:: YOUR GOAL ::
Reproduce every line of the listing below word for word, without changing anything.
======== RAW RECORDS
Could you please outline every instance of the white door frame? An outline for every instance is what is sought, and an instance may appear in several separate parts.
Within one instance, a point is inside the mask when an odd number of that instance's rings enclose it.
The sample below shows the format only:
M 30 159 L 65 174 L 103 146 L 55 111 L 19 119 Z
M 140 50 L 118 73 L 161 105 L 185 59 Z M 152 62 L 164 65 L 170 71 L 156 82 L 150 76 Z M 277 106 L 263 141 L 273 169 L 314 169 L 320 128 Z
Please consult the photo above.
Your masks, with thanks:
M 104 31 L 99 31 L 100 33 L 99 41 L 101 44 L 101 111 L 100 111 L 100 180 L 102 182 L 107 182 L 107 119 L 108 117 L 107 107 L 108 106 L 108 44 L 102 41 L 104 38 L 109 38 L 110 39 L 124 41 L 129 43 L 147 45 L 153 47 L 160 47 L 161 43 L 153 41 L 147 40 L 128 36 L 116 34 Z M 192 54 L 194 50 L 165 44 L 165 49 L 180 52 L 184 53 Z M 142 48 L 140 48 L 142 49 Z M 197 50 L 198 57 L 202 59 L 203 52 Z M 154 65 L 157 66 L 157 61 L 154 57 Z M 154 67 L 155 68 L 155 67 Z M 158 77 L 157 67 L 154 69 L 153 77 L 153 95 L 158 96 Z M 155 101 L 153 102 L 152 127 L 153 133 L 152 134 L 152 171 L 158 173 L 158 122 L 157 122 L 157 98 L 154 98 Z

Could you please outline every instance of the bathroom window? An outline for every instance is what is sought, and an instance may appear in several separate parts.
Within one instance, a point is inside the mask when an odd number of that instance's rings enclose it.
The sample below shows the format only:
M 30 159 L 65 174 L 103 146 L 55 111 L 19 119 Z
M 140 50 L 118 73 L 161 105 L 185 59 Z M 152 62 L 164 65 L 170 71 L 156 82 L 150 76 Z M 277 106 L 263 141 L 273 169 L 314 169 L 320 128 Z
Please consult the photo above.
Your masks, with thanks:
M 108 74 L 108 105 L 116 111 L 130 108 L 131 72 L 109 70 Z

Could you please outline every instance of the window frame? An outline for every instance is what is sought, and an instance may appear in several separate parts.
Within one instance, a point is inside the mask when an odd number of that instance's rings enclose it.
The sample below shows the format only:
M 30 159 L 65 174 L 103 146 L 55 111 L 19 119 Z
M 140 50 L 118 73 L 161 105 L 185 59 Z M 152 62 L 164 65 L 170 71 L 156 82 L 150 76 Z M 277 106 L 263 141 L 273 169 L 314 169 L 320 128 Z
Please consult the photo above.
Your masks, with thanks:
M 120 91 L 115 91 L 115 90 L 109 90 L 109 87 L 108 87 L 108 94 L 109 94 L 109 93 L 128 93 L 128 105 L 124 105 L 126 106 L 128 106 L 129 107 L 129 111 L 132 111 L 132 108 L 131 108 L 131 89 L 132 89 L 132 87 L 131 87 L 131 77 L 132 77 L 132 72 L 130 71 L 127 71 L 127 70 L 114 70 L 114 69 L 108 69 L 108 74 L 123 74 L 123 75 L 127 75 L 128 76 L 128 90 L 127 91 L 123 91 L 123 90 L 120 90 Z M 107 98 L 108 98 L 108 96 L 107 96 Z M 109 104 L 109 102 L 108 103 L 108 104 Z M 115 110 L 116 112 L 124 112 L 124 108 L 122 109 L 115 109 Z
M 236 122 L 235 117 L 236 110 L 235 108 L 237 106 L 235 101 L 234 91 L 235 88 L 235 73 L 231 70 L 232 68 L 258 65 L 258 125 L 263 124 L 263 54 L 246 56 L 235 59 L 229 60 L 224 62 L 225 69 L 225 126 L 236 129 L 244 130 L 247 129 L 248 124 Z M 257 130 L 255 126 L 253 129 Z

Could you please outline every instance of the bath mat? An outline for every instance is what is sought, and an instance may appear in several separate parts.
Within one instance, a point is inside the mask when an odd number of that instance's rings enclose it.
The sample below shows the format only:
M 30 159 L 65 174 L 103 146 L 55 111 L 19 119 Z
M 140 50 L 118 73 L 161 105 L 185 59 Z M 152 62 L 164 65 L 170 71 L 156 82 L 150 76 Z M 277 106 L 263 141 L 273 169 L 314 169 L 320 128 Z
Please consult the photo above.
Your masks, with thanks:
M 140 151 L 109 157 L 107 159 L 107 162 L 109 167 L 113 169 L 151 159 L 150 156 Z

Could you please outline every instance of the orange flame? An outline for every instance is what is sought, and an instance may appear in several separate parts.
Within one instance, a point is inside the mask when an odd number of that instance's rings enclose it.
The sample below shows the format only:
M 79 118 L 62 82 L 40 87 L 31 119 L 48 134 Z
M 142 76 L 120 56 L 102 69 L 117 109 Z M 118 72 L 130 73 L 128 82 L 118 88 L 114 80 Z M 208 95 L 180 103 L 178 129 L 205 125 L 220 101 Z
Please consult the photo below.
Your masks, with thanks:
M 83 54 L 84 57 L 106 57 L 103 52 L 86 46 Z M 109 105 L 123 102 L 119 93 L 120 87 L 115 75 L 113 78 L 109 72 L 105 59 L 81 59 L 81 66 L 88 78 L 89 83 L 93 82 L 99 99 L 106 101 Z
================
:: EXERCISE OUTPUT ::
Could you please outline every instance of the white door frame? An outline for every instance is what is sought, and an instance may appear in several separate parts.
Within one instance, a point is inside the mask when an odd number of that instance's rings enclose it.
The sample below shows the format only:
M 30 159 L 65 174 L 103 146 L 55 111 L 19 119 Z
M 140 50 L 118 73 L 161 105 L 185 59 Z M 152 62 L 164 65 L 170 71 L 156 82 L 150 76 Z M 277 106 L 263 141 L 273 169 L 314 169 L 320 128 Z
Please consult the photo above.
Your masks, with thanks:
M 104 31 L 99 31 L 100 33 L 99 41 L 101 44 L 101 111 L 100 111 L 100 180 L 102 182 L 107 182 L 107 119 L 108 117 L 107 107 L 108 106 L 108 44 L 102 41 L 104 38 L 109 38 L 110 39 L 124 41 L 129 43 L 147 45 L 153 47 L 160 47 L 161 43 L 153 41 L 147 40 L 128 36 L 116 34 Z M 192 54 L 194 50 L 165 44 L 165 49 L 180 52 L 184 53 Z M 142 48 L 140 48 L 142 49 Z M 197 50 L 198 57 L 202 59 L 203 52 Z M 154 65 L 157 66 L 157 61 L 154 57 Z M 154 67 L 155 68 L 155 67 Z M 158 77 L 157 67 L 154 69 L 153 77 L 153 95 L 158 96 Z M 155 101 L 153 102 L 152 127 L 153 133 L 152 134 L 152 171 L 158 173 L 158 122 L 157 122 L 157 98 L 154 98 Z

Could you please outline every instance of the bathroom window? An outline for every instance is what is sought, and an instance may appear in several separate parts.
Within one instance, a point is inside the mask when an odd number of that instance's rings enclose it.
The sample below shows the format only:
M 30 159 L 65 174 L 103 146 L 55 111 L 19 119 Z
M 140 50 L 118 73 L 161 105 L 185 59 Z M 152 62 L 164 65 L 170 71 L 156 82 L 150 76 Z M 277 106 L 263 141 L 273 169 L 314 169 L 320 128 Z
Please consult the photo above.
Your masks, with thanks:
M 108 74 L 108 105 L 116 111 L 130 108 L 131 72 L 109 70 Z

Could you please outline every instance of the window frame? An outline for every instance is what is sought, and an instance may appear in several separate parts.
Within one instance, a point is inside the mask when an odd number of that instance's rings enclose it.
The sample below shows the format only:
M 30 159 L 65 174 L 103 146 L 55 111 L 19 119 Z
M 140 50 L 118 73 L 161 105 L 185 59 Z M 152 62 L 164 65 L 170 71 L 156 82 L 150 76 Z M 277 106 L 263 141 L 273 169 L 314 169 L 320 128 Z
Please consult the photo above.
Your masks, with thanks:
M 120 91 L 115 91 L 115 90 L 109 90 L 109 87 L 108 87 L 108 94 L 109 94 L 109 93 L 128 93 L 128 105 L 124 105 L 126 106 L 128 106 L 129 107 L 129 111 L 132 111 L 132 108 L 131 108 L 131 89 L 132 89 L 132 87 L 131 87 L 131 77 L 132 77 L 132 72 L 130 71 L 127 71 L 127 70 L 114 70 L 114 69 L 108 69 L 108 74 L 123 74 L 123 75 L 127 75 L 128 76 L 128 90 L 127 91 L 123 91 L 123 90 L 120 90 Z M 107 98 L 108 98 L 108 96 L 107 96 Z M 109 104 L 109 102 L 108 103 L 108 104 Z M 115 110 L 116 112 L 124 112 L 124 108 L 122 109 L 115 109 Z
M 236 122 L 235 117 L 236 110 L 235 108 L 237 106 L 235 101 L 234 91 L 235 88 L 235 73 L 231 70 L 232 68 L 258 65 L 258 125 L 263 124 L 263 54 L 246 56 L 235 59 L 229 60 L 224 62 L 225 69 L 225 126 L 236 129 L 244 130 L 247 129 L 248 124 Z M 257 130 L 255 126 L 253 129 Z

Could you please outline every instance of the bath mat? An outline for every instance is what is sought, and an instance may appear in several separate parts.
Within one instance, a point is inside the mask when an odd number of that instance's rings enclose it.
The sample below shows the format only:
M 30 159 L 65 174 L 103 146 L 55 111 L 19 119 Z
M 140 50 L 118 73 L 161 105 L 185 59 Z M 152 62 L 164 65 L 170 71 L 156 82 L 150 76 Z M 277 106 L 263 141 L 273 169 L 314 169 L 320 128 Z
Please consult the photo above.
Your masks, with thanks:
M 140 151 L 109 157 L 107 159 L 107 162 L 109 167 L 113 169 L 151 159 L 150 156 Z

Could you please outline every instance of the orange flame? An outline for every instance is what is sought, and an instance may appear in several separate parts.
Within one instance, a point is inside the mask when an odd number of that instance's rings enclose it.
The sample below shows the format only:
M 79 118 L 62 82 L 40 87 L 31 119 L 48 134 Z
M 142 76 L 120 56 L 102 69 L 117 109 Z M 118 72 L 130 73 L 128 82 L 118 88 L 114 80 Z M 208 95 L 180 103 L 178 129 L 205 125 L 220 101 Z
Please consult the photo below.
Your masks, with thanks:
M 83 54 L 84 57 L 106 57 L 103 52 L 86 46 Z M 109 105 L 123 102 L 119 93 L 120 87 L 115 75 L 113 78 L 109 72 L 105 59 L 81 59 L 81 66 L 88 78 L 89 83 L 93 82 L 99 99 L 106 101 Z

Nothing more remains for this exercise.